**Action item:** The copy has to match the data exactly and leave out every picture.
-- Supplied records follows --
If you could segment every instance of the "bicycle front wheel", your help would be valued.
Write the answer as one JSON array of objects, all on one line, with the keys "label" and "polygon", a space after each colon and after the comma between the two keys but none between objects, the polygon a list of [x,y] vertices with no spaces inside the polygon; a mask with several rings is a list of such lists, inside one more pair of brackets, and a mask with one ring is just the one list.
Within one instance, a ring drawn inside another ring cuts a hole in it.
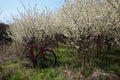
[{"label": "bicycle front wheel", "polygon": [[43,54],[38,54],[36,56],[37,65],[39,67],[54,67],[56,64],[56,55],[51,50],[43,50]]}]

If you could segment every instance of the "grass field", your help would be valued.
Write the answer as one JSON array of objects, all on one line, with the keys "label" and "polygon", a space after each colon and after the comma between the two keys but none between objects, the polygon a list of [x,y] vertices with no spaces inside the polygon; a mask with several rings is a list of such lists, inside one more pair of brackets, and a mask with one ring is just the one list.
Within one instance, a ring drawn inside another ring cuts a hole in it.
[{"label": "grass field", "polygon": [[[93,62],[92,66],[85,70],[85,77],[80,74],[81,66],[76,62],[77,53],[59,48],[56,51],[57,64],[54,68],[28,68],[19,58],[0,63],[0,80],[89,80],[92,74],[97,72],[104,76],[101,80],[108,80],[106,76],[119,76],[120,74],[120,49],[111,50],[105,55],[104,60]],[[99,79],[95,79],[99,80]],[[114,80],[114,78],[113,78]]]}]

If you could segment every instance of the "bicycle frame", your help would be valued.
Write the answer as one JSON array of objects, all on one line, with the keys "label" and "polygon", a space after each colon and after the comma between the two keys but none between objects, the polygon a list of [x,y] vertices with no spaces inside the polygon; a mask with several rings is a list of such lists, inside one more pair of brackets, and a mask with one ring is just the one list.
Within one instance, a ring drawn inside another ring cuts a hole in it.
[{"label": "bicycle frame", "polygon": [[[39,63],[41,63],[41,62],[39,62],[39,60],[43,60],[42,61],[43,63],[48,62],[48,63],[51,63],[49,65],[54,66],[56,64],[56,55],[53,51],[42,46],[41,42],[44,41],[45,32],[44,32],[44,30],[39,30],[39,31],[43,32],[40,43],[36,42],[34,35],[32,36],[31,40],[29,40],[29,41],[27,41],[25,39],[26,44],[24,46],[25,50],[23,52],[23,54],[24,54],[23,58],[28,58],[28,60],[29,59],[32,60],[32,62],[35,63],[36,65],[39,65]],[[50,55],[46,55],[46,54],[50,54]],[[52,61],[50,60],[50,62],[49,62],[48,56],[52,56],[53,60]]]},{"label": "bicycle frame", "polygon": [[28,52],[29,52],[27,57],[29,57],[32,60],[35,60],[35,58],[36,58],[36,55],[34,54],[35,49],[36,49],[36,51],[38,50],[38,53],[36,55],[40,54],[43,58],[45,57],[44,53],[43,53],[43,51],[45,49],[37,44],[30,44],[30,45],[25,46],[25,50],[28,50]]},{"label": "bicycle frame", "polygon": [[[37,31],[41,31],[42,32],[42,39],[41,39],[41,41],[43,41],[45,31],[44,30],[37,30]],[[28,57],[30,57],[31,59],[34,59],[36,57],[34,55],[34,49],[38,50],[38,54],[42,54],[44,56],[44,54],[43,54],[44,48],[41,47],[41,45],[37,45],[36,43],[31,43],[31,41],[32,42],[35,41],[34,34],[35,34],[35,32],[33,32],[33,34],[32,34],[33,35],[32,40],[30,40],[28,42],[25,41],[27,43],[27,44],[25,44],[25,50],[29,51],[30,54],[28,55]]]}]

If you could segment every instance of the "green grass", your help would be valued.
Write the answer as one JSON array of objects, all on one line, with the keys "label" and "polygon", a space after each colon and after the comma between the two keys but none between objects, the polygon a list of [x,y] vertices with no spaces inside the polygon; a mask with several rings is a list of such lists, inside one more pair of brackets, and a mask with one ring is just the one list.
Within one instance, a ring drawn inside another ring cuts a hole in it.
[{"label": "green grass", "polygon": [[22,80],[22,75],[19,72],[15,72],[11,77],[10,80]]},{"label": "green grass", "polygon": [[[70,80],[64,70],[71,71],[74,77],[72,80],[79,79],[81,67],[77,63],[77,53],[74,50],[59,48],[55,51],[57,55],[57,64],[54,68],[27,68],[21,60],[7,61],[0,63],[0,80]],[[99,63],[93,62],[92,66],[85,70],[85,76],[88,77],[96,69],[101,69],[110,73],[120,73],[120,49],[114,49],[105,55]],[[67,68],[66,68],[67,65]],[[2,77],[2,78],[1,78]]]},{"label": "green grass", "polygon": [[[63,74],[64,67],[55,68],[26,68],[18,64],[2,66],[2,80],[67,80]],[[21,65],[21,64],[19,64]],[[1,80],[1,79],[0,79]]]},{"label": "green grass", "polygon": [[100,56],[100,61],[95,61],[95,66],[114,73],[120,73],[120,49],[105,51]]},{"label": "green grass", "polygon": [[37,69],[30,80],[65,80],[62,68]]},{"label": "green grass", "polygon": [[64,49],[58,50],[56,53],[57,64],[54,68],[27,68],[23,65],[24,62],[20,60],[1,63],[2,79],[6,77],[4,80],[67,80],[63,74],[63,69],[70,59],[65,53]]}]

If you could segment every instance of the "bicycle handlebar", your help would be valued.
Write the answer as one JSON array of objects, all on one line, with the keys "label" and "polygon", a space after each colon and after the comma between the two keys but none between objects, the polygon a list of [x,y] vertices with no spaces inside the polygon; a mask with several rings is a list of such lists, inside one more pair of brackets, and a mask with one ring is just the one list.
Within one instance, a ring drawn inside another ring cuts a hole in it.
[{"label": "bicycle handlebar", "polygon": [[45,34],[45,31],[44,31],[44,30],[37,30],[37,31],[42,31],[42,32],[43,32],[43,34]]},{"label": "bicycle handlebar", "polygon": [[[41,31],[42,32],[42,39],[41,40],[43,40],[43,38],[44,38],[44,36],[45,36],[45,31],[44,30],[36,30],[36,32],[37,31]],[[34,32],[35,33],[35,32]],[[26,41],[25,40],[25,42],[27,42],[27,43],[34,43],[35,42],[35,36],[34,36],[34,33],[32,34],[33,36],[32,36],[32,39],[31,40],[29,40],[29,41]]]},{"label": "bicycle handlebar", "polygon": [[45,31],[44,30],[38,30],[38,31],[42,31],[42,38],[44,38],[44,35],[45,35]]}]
-- Supplied records concluded --
**Answer space:**
If you could segment every instance of the "bicycle front wheel", your help would be valued.
Write the answer as one JSON array of objects, all on one line, with the keys "label" and "polygon", a space after each colon and after the comma between the two keys but none between objects, the polygon a list of [x,y] vertices with no spaces inside the polygon; a mask with several rings is a list of such lists, inside one more pair of brackets, and a mask with one ring is just the one list.
Within one instance, a ring drawn inside another ring cuts a hole in it.
[{"label": "bicycle front wheel", "polygon": [[43,54],[38,54],[36,56],[37,65],[39,67],[54,67],[56,64],[56,55],[51,50],[43,50]]}]

If you could segment every instance of the "grass field", your help would be valued.
Write the answer as one JSON array of objects, all on one line, with the keys "label" and "polygon", a space after each colon and after the comma between the two keys but none between objects, the polygon a list of [x,y] vertices with no spaces inside the polygon; a mask with several rings is a list of such lists, inside one more pair of brackets, and a mask with one ring is just the one list.
Within one instance, a ring drawn inside another ring cuts a hole in it.
[{"label": "grass field", "polygon": [[[93,62],[92,66],[85,70],[85,77],[80,74],[81,66],[76,62],[77,53],[59,48],[56,51],[57,64],[54,68],[28,68],[19,58],[0,63],[0,80],[89,80],[92,74],[97,72],[104,76],[101,80],[108,80],[106,76],[119,76],[120,74],[120,49],[111,50],[105,55],[104,60]],[[99,79],[95,79],[99,80]],[[114,80],[114,78],[113,78]]]}]

If you could segment every instance of the "bicycle frame", your help would be valued.
Write the answer as one JSON array of objects, all on one line, with the keys "label" and "polygon", a space after each colon and after the comma between the two keys but none between objects, the polygon a list of [x,y] vertices with no spaces inside the polygon; a mask with several rings is a list of such lists, inside one more pair of brackets, and a mask with one ring is just the one list.
Within one instance, a ring drawn inside another ring cuts a hole in it.
[{"label": "bicycle frame", "polygon": [[[39,63],[41,63],[41,62],[39,62],[39,60],[43,60],[42,61],[43,63],[48,62],[48,63],[51,63],[49,65],[54,66],[56,64],[56,55],[53,51],[42,46],[41,42],[44,41],[45,32],[44,32],[44,30],[39,30],[39,31],[43,32],[40,43],[36,42],[34,35],[32,36],[31,40],[29,40],[29,41],[27,41],[25,39],[26,44],[24,46],[25,50],[23,52],[23,54],[24,54],[23,58],[28,58],[28,60],[29,59],[32,60],[32,62],[35,63],[36,65],[39,65]],[[50,55],[46,55],[46,54],[50,54]],[[52,61],[50,60],[50,62],[49,62],[48,56],[52,56],[53,60]]]},{"label": "bicycle frame", "polygon": [[28,52],[29,52],[27,57],[29,57],[32,60],[35,60],[35,58],[36,58],[36,55],[34,54],[35,49],[36,49],[36,51],[38,50],[38,53],[36,55],[40,54],[43,58],[45,57],[44,53],[43,53],[43,51],[45,49],[37,44],[30,44],[30,45],[25,46],[25,50],[28,50]]},{"label": "bicycle frame", "polygon": [[[37,31],[41,31],[42,32],[42,39],[41,39],[41,41],[43,41],[45,31],[44,30],[37,30]],[[28,57],[30,57],[31,59],[34,59],[36,57],[34,55],[34,49],[38,50],[38,54],[42,54],[44,56],[44,54],[43,54],[44,48],[41,47],[41,45],[37,45],[36,43],[31,43],[31,41],[32,42],[35,41],[34,34],[35,34],[35,32],[33,32],[33,34],[32,34],[33,35],[32,40],[30,40],[28,42],[25,41],[27,43],[27,44],[25,44],[25,50],[29,51],[30,54],[28,55]]]}]

If you could segment every instance of the "green grass", your help would be valued.
Write the answer as one JSON array of objects, all on one line, with the keys "label" and "polygon", a space after each colon and after the comma between the two keys but none between objects, the polygon a list of [x,y] vertices with no spaces inside the polygon; a mask with several rings is a list of such lists, inside one more pair of brackets, and a mask with one ring is just the one list.
Within one instance, a ring drawn inside another ring cuts a hole in it.
[{"label": "green grass", "polygon": [[22,80],[22,75],[19,72],[15,72],[11,77],[10,80]]},{"label": "green grass", "polygon": [[[70,80],[64,70],[71,71],[74,77],[72,80],[79,79],[81,67],[77,63],[77,53],[74,50],[59,48],[55,51],[57,55],[57,64],[54,68],[27,68],[21,60],[7,61],[0,63],[0,80]],[[99,63],[93,62],[92,66],[85,70],[85,76],[88,77],[96,69],[101,69],[110,73],[120,73],[120,49],[114,49],[105,55]],[[67,68],[66,68],[67,65]],[[2,77],[2,78],[1,78]]]},{"label": "green grass", "polygon": [[[63,74],[64,67],[55,68],[26,68],[18,64],[2,66],[2,80],[67,80]],[[21,65],[21,64],[19,64]],[[1,80],[1,79],[0,79]]]},{"label": "green grass", "polygon": [[100,56],[100,61],[95,61],[95,66],[114,73],[120,73],[120,49],[105,51]]},{"label": "green grass", "polygon": [[37,69],[30,80],[65,80],[62,68]]},{"label": "green grass", "polygon": [[64,49],[58,50],[56,53],[57,64],[54,68],[27,68],[23,65],[24,62],[20,60],[1,63],[2,79],[6,77],[4,80],[67,80],[63,74],[63,69],[70,59],[65,53]]}]

If you could segment every instance of the "bicycle handlebar", your help would be valued.
Write the answer as one JSON array of objects, all on one line, with the keys "label" and "polygon", a space after each colon and after the comma between the two keys but none between objects, the polygon a list of [x,y] vertices with no spaces inside the polygon; a mask with several rings is a list of such lists, inside one more pair of brackets, and a mask with one ring is just the one list.
Within one instance, a ring drawn inside another ring cuts a hole in it.
[{"label": "bicycle handlebar", "polygon": [[45,34],[45,31],[44,31],[44,30],[37,30],[37,31],[42,31],[42,32],[43,32],[43,34]]},{"label": "bicycle handlebar", "polygon": [[[41,31],[42,32],[42,39],[41,40],[43,40],[43,38],[44,38],[44,36],[45,36],[45,31],[44,30],[36,30],[36,32],[37,31]],[[34,32],[35,33],[35,32]],[[26,41],[25,40],[25,42],[27,42],[27,43],[34,43],[35,42],[35,36],[34,36],[34,33],[32,34],[33,36],[32,36],[32,39],[31,40],[29,40],[29,41]]]},{"label": "bicycle handlebar", "polygon": [[45,31],[44,30],[38,30],[38,31],[42,31],[42,38],[44,38],[44,35],[45,35]]}]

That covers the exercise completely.